(Named-object pointing rows)
● ● ●
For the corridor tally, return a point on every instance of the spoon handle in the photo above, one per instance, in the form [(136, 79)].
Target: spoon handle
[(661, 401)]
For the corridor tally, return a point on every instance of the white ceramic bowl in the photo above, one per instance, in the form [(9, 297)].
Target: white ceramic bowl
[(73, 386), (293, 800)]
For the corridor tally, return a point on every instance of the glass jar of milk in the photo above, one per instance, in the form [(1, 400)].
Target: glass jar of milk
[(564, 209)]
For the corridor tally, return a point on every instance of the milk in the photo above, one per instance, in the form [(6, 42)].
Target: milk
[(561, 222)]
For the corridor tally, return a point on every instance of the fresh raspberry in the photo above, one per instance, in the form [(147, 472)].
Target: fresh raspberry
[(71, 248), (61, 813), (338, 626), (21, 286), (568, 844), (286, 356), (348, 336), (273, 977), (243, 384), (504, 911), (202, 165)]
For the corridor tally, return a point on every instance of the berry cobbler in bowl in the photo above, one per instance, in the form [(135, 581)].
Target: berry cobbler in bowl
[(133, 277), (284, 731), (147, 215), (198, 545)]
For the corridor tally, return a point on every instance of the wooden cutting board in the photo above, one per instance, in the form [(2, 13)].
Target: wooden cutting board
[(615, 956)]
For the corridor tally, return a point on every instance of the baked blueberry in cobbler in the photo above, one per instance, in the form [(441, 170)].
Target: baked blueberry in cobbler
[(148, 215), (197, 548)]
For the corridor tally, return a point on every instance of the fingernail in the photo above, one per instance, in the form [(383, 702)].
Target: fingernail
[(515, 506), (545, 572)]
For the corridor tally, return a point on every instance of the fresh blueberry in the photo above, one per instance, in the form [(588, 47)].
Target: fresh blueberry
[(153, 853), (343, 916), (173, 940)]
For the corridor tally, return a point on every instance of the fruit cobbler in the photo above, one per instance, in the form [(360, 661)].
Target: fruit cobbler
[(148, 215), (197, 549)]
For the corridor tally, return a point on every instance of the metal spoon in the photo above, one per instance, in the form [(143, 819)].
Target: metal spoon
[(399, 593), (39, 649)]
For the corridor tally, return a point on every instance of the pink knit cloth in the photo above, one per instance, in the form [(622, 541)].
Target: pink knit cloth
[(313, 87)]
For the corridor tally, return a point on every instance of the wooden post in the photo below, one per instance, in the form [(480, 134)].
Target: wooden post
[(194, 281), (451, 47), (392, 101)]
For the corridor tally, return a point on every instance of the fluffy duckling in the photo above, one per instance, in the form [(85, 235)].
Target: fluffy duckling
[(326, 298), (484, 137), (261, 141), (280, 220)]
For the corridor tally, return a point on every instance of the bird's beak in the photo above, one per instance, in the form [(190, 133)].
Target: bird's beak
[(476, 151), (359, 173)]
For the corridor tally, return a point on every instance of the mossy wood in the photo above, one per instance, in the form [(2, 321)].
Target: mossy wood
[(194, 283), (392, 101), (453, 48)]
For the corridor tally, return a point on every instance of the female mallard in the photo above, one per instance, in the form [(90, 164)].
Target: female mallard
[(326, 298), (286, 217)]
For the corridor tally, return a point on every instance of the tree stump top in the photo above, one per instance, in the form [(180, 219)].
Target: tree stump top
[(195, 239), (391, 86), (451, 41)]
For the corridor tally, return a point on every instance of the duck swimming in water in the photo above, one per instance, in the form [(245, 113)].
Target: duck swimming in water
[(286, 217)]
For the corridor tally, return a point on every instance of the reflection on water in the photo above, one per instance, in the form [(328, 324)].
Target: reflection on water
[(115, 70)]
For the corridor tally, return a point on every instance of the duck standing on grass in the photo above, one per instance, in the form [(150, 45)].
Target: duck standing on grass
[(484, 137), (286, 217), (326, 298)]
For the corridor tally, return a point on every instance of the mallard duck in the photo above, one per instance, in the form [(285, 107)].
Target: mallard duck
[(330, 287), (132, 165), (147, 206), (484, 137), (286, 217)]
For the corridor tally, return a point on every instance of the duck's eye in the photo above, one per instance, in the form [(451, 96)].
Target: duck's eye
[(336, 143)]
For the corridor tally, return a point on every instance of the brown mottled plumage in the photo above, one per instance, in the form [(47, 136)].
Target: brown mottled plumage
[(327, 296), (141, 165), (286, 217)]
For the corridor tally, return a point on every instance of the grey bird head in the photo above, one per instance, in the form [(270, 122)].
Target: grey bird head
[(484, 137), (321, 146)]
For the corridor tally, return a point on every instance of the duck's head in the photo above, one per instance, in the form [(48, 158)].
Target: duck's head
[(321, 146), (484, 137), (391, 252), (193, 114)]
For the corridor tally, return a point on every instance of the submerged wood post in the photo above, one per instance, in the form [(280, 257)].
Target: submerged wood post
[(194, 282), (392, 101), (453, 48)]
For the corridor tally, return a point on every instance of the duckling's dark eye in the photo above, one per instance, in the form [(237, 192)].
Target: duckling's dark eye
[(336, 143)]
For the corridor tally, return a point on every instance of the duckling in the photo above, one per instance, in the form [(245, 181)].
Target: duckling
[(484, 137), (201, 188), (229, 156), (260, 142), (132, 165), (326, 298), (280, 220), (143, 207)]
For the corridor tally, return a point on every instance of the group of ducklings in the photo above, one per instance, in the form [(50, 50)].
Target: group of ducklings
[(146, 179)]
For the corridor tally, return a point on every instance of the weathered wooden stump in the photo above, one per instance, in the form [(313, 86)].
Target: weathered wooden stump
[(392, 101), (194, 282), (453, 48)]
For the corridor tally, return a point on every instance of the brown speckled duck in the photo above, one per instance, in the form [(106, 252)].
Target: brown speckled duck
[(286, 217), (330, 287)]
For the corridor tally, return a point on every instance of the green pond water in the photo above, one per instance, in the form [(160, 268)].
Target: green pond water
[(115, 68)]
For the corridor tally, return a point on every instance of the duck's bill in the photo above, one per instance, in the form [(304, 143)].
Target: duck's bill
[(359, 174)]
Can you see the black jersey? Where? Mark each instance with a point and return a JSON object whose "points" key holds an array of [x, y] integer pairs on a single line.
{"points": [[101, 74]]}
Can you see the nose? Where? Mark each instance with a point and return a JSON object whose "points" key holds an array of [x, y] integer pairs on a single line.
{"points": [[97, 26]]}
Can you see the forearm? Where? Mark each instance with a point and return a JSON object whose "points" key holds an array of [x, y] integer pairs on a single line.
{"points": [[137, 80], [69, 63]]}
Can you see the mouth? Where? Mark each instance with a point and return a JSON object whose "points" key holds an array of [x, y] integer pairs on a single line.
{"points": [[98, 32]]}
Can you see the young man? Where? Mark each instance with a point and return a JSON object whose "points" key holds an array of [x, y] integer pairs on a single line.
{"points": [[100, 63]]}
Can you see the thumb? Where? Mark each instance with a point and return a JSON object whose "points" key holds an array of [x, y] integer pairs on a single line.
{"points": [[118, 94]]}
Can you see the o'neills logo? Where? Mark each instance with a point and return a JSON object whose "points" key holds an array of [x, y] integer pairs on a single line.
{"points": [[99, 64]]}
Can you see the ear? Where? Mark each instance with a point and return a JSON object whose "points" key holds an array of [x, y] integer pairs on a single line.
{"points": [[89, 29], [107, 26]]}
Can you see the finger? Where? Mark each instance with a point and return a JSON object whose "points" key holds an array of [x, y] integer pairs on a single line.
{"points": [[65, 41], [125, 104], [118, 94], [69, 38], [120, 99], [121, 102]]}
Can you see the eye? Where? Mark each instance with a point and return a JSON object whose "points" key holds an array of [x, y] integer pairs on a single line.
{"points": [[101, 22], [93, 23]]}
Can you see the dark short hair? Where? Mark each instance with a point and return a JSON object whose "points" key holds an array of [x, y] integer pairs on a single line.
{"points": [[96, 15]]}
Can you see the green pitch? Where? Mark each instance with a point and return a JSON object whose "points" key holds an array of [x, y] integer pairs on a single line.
● ● ●
THE PROBLEM:
Rewrite all of these rows, swapping "corridor tally" for "hallway count" and leaving everything else unchanged.

IN RESPONSE:
For the hallway count, return a point on every instance of the spoon handle in the photo above, one per instance, in the form [(136, 79)].
Target: spoon handle
[(661, 401)]
For the hallway count, return a point on every instance of the white ceramic bowl in the photo above, one per instance, in the form [(9, 297)].
Target: white ceramic bowl
[(73, 386), (293, 800)]
For the hallway count, return a point on every instance of the glass jar of milk in the photo above, one per instance, in the form [(1, 400)].
Target: glass jar of milk
[(564, 209)]
For the hallway count, return a point on every instance of the milk in the photo above, one per instance, in the form [(6, 42)].
Target: milk
[(561, 222)]
For the hallway count, return a point on every instance of the fresh raspberry in the photo above, one per instance, in the form [(147, 472)].
Target: fresh raspberry
[(71, 248), (61, 813), (338, 626), (21, 286), (568, 844), (286, 356), (348, 336), (273, 977), (243, 384), (504, 911), (202, 165)]
For the hallway count, return a point on every instance of the berry cobbler in bowl in the photo above, one per instance, in the form [(135, 581)].
Target: berry cobbler in bowl
[(133, 277), (284, 731), (147, 215), (198, 545)]
For the hallway count, return a point on every instance of the wooden cutting board in the photo above, one per instance, in the form [(2, 13)].
Target: wooden cutting board
[(615, 956)]
For the hallway count, return a point on every instance of the baked blueberry in cobbler in the photo above, one per instance, in the form [(441, 170)].
Target: baked blueberry in cobbler
[(148, 215), (197, 548)]
For the hallway count, return a point on every instance of the fingernail in the photo above, one per instance, in the form [(383, 702)].
Target: fingernail
[(515, 506), (545, 572)]
For the hallway count, return a point on every instance of the fresh blueberry in the photo above, one per instance, in the form [(588, 47)].
Target: fresh blueberry
[(153, 853), (343, 916), (173, 940)]
For the hallway count, return a point on every instance of the fruit cobbler in the photo above, one per instance, in the form [(360, 661)].
Target: fruit cobbler
[(148, 215), (197, 549)]
For the hallway count, return a point on every instance of the metal spoon in the photo above, one per instance, in the form [(143, 819)].
Target: metal spoon
[(399, 593), (39, 649)]
For the hallway count, return a point on every instance of the pink knit cloth in the photo above, one per instance, in the form [(622, 541)].
Target: pink knit cloth
[(313, 87)]
For the hallway count, return a point on every instance of the wooden post in the photo below, one per instance, in the form [(480, 134)].
Target: wooden post
[(194, 281), (451, 47), (392, 101)]
For the hallway count, return a point on every instance of the fluffy duckling in the photo above, one per instance, in the form [(85, 235)].
Target: fluffy duckling
[(326, 298), (484, 137), (261, 141), (280, 220)]
For the hallway count, return a point on every instance of the bird's beak in the photo above, one per instance, in the form [(190, 133)].
Target: bird's beak
[(476, 151), (359, 173)]
For the hallway count, return a point on every instance of the mossy wood in the photo above, one per instance, in the form [(2, 321)].
Target: mossy wood
[(194, 283), (392, 101), (453, 48)]
For the hallway count, return a point on every instance of the female mallard in the photo above, one per instance, in the form [(90, 164)].
Target: female mallard
[(326, 298), (286, 217)]
For the hallway count, return a point on every instance of the tree stump top in the photo above, one per instance, in the form [(180, 219)].
Target: tree stump top
[(195, 239), (391, 86), (451, 41)]
For the hallway count, return a point on every instance of the duck swimming in water in the photo above, one per instance, in the form [(245, 113)].
Target: duck swimming in water
[(286, 217)]
For the hallway count, return a point on every instance of the reflection on water in the photo above, one per instance, in the form [(328, 324)].
Target: reflection on water
[(115, 70)]
For the hallway count, return a point on every instance of the duck standing on grass in the photo above, one per instance, in the form [(150, 45)].
Target: duck standing on grass
[(484, 137), (286, 217), (326, 298)]
For the hallway count, return a point on every instance of the mallard duck in the photo above, one per instance, in the form [(285, 107)].
Target: mallard duck
[(330, 287), (132, 165), (147, 206), (484, 137), (286, 217)]
For the hallway count, return a point on every instance of the duck's eye in the photo above, one per instance, in the form [(451, 96)].
Target: duck's eye
[(336, 143)]
For the hallway count, return a point on every instance of the brown mottled plumage in the photo above, one per instance, in the form [(47, 136)].
Target: brown mottled plumage
[(327, 296), (141, 165), (286, 217)]
For the hallway count, return a point on every instance of the grey bird head in the photo above, one per instance, in the form [(270, 122)].
Target: grey bird head
[(484, 137), (321, 146)]
For the hallway count, return a point on every instance of the duck's head in the photo above, one per instance, in the form [(48, 158)].
Target: duck's head
[(321, 146), (484, 137), (391, 252), (193, 114)]
For the hallway count, return a point on every instance of the submerged wood post in the photo above, one per instance, in the form [(280, 257)].
Target: submerged wood post
[(194, 282), (392, 101), (453, 48)]
For the hallway count, return a point on every instance of the duckling's dark eye in the photo above, one per instance, in the form [(237, 192)].
Target: duckling's dark eye
[(336, 143)]
For the hallway count, return a point on every instance of the duckling in the photo above, one per instance, in the form [(245, 181)].
Target: duckling
[(484, 137), (201, 188), (229, 156), (260, 142), (132, 165), (326, 298), (280, 220), (143, 207)]
For the hallway count, return a point on every instance of the group of ducklings in the photo above, one per instance, in the form [(50, 50)].
Target: group of ducklings
[(146, 179)]
For the hallway count, return a point on every instance of the weathered wooden stump in the photo above, one per instance, in the form [(313, 86)].
Target: weathered wooden stump
[(392, 101), (194, 282), (453, 48)]
For the hallway count, return a point on every instance of the brown speckled duck in the photo above, one per instance, in the form [(106, 252)].
Target: brown speckled duck
[(286, 217), (330, 287)]
For the hallway count, return a point on every instance of the green pond water in the photo above, one per instance, in the form [(160, 268)].
Target: green pond water
[(115, 68)]
For the hallway count, return a point on every instance of the duck's bill in the photo above, one per instance, in the form [(304, 143)].
Target: duck's bill
[(359, 174)]
Can you see the black jersey? Where? Mark each instance with a point and return a JSON object whose "points" key holds an array of [x, y] integer pairs on a single line.
{"points": [[101, 74]]}
Can you see the nose? Where? Mark each instance with a point and return a JSON object whose "points" key holds an array of [x, y] integer pairs on a single line.
{"points": [[97, 26]]}
Can you see the forearm? Where? Mark each instance with a point and return a JSON object whose "points" key holds an array of [x, y] integer pairs on a single line.
{"points": [[137, 80], [69, 63]]}
Can you see the mouth? Where? Mark each instance with a point and return a JSON object whose "points" key holds an array of [x, y] integer pairs on a single line.
{"points": [[98, 32]]}
Can you see the young man? Where? Mark each instance with a point and return a JSON object whose "points" key holds an array of [x, y] integer pairs on a single line.
{"points": [[100, 63]]}
Can you see the thumb? Where? Mark each instance with a point and return a JSON object whose "points" key holds an array of [x, y] integer pairs on a single line.
{"points": [[118, 94]]}
Can you see the o'neills logo? Where? Mark each instance with a point and return a JSON object whose "points" key holds an array of [x, y] integer pairs on a single line.
{"points": [[99, 64]]}
Can you see the ear? Where? Mark each instance with a point and return a JSON object whose "points" key holds an array of [x, y] integer pairs on a single line.
{"points": [[89, 29], [107, 26]]}
Can you see the finger? Where? Mark each instance with a point and return a JSON object whose "points" key holds an array of [x, y] integer pairs on a single line.
{"points": [[65, 41], [125, 104], [118, 94], [69, 38], [120, 99], [121, 102]]}
Can you see the eye? Where? Mark each instance with a point and return a JSON object whose "points" key holds an array of [x, y] integer pairs on a single line.
{"points": [[101, 22], [93, 23]]}
Can you see the dark short hair? Where? Mark each instance with a point and return a JSON object whose "points" key holds an array of [x, y] integer pairs on a single line.
{"points": [[96, 15]]}
Can you see the green pitch? Where? Mark each instance with a point and return a JSON object whose "points" key holds an array of [x, y] integer pairs on a single line.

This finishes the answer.